■ YOUR INSTRUCTIONS ■
Take the line that contains "Please drop a marker on the ear" as the first and the last line of the material as the final one; set down exactly the lines in that span.

* START RAW DATA *

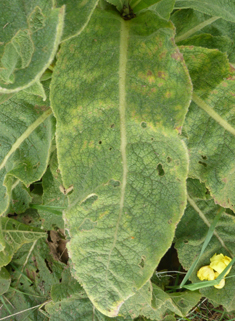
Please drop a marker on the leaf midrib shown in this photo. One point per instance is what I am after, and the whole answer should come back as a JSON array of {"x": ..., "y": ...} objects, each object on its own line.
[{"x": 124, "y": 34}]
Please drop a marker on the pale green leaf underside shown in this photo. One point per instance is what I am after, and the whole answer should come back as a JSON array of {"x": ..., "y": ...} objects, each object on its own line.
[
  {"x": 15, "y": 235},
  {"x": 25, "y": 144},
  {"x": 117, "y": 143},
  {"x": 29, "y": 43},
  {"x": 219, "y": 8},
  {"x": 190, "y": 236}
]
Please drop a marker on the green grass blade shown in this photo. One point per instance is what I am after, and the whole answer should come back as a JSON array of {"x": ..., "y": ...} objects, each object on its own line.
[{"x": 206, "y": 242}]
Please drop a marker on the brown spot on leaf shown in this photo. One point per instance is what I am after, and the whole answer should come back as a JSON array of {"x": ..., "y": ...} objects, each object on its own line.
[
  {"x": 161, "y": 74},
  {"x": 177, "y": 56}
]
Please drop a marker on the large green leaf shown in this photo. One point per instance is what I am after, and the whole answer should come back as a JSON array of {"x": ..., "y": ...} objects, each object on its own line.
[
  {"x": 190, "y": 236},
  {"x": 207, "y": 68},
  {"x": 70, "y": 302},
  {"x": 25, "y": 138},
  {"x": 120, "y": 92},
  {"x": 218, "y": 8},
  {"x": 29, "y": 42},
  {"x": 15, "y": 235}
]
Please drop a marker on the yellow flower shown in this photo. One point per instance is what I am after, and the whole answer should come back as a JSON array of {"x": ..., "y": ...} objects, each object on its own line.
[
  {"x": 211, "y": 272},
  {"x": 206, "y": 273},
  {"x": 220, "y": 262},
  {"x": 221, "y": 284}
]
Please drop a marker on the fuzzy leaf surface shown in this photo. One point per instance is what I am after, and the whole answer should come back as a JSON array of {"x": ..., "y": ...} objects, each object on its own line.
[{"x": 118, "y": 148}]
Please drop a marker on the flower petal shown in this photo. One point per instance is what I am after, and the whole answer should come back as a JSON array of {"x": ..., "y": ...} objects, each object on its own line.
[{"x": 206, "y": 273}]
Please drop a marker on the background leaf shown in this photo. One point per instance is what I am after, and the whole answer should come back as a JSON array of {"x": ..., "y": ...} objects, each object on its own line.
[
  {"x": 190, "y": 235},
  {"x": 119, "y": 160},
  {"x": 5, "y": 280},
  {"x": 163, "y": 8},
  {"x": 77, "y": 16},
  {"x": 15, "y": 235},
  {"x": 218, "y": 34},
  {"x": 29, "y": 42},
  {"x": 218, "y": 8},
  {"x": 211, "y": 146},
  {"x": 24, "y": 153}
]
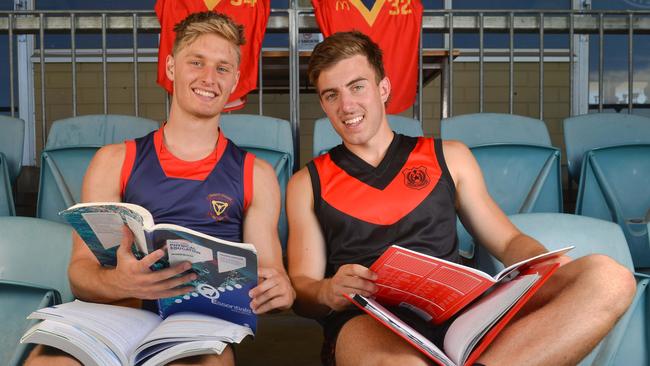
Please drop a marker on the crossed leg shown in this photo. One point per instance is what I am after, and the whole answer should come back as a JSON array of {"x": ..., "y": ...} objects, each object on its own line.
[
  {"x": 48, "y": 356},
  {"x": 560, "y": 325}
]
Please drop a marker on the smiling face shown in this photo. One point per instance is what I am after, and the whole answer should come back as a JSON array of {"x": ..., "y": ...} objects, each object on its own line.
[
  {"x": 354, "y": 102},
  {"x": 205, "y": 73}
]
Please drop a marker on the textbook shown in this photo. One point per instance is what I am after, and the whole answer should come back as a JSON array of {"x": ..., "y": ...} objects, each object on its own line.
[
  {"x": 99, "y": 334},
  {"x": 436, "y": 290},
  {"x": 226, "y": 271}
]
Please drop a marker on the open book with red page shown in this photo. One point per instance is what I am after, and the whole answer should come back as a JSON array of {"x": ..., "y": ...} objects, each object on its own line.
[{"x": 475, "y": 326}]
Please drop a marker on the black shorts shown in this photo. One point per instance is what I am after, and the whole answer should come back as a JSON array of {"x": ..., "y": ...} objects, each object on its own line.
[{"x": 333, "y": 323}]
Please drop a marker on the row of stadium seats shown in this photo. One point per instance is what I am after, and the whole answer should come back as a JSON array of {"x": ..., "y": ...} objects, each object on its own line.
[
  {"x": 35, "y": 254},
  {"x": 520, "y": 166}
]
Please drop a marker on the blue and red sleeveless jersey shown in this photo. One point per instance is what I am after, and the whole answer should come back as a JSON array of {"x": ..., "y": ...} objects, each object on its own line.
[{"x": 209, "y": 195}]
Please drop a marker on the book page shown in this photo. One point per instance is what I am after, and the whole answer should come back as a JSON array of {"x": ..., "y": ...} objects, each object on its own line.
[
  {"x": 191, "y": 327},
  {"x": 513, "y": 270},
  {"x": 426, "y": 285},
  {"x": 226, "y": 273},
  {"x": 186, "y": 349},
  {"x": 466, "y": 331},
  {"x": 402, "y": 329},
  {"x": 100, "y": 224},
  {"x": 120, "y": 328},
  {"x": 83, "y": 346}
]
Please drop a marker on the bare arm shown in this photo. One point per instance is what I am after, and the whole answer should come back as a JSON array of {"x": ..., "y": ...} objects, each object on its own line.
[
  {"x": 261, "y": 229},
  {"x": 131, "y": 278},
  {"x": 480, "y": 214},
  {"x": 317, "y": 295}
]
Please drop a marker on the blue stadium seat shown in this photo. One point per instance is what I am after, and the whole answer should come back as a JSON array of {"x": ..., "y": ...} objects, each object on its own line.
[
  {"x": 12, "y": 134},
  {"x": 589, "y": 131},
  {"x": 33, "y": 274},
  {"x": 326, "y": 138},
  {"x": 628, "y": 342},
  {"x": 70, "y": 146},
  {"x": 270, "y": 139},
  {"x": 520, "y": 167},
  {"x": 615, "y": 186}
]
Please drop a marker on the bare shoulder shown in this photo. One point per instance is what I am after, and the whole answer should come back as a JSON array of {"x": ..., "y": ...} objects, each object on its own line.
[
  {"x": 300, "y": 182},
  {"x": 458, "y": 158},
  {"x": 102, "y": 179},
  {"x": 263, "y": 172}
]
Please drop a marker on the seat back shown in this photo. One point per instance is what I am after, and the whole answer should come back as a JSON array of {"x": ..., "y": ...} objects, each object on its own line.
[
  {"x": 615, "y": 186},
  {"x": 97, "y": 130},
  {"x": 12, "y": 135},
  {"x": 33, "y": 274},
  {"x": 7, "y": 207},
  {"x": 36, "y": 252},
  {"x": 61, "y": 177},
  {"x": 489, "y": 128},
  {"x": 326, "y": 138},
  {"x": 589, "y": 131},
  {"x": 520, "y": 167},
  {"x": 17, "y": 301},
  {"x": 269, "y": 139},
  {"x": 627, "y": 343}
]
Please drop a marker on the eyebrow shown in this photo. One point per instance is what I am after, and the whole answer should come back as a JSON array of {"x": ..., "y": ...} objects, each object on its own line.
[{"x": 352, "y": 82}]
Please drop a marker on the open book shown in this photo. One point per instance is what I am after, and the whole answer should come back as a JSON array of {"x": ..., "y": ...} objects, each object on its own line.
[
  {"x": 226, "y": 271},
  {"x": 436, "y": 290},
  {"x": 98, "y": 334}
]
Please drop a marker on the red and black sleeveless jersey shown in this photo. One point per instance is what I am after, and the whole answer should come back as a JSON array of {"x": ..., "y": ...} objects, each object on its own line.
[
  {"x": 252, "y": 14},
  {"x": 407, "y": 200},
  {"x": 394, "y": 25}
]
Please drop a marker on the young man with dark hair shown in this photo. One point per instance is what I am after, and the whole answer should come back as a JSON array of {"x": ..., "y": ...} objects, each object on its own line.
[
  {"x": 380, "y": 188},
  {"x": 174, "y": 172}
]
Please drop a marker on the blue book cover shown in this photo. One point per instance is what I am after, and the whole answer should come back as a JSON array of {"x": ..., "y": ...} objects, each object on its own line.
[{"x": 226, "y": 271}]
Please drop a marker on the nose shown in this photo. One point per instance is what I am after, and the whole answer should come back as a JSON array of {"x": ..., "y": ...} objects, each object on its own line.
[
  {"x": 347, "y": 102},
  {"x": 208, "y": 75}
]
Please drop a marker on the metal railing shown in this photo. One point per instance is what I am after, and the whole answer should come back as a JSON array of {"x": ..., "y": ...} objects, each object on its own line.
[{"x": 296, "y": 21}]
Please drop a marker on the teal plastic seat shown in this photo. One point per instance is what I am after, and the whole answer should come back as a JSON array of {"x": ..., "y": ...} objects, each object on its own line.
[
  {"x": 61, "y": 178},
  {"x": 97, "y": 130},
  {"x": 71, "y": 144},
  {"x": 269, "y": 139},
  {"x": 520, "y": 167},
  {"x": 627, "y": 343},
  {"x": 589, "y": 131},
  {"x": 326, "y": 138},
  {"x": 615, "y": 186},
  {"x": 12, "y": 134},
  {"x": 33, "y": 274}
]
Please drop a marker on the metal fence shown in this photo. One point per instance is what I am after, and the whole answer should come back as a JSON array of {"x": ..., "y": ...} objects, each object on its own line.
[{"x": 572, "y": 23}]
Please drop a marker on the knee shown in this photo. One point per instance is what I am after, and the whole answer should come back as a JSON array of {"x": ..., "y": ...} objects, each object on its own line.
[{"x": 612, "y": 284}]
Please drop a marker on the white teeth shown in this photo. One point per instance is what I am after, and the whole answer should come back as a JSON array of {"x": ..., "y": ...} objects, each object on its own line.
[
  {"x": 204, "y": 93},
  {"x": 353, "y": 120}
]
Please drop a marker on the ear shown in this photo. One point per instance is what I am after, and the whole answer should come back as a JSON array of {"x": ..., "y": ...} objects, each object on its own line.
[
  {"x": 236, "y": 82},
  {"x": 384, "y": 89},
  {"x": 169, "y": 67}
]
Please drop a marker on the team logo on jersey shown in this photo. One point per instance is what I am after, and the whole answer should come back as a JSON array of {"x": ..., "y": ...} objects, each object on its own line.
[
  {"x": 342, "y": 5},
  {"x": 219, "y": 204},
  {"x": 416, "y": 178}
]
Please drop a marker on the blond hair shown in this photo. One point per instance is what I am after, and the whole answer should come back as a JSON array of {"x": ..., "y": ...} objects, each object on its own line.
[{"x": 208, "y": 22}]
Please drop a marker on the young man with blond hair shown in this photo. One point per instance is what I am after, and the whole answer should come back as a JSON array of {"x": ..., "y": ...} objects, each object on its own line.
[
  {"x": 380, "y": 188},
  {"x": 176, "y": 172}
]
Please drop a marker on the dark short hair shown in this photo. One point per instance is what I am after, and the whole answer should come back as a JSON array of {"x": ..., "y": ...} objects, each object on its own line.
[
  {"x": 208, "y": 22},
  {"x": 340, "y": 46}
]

* END RAW DATA *

■ WORKED SOLUTION ■
Please drop a marker on the ear shown in this photo. One point per instance is what I am after, and the whole answer should come back as a JSON array of {"x": ..., "y": ...} objects, each object on its own line.
[
  {"x": 236, "y": 82},
  {"x": 384, "y": 89},
  {"x": 169, "y": 67}
]
Please drop a marker on the team logo on jersey shown in this photo. One point per instance is what I am after, and the whole answer should come back as a JSON array of {"x": ..., "y": ...} objects, each object on its own line.
[
  {"x": 342, "y": 5},
  {"x": 219, "y": 204},
  {"x": 416, "y": 178}
]
Please drop a marker on the blond hair shown in this photo. One point per instance is what I am after, and the whole answer should come back as a JSON array of {"x": ..., "y": ...} objects, each object on its own line.
[{"x": 208, "y": 22}]
Please drop a marker on the young man with blond hair shown in this photo. One point per instance is what I am after, and the whole answer should come back as a JSON array of {"x": ..., "y": ...} objects, each object on its own line.
[
  {"x": 380, "y": 188},
  {"x": 176, "y": 172}
]
Please drop a marker on the dark short hair shown in this photo. One point per instance is what I am after, and the whole answer should come back as a JSON array of {"x": ..., "y": ...} objects, each object on its own line.
[
  {"x": 208, "y": 22},
  {"x": 340, "y": 46}
]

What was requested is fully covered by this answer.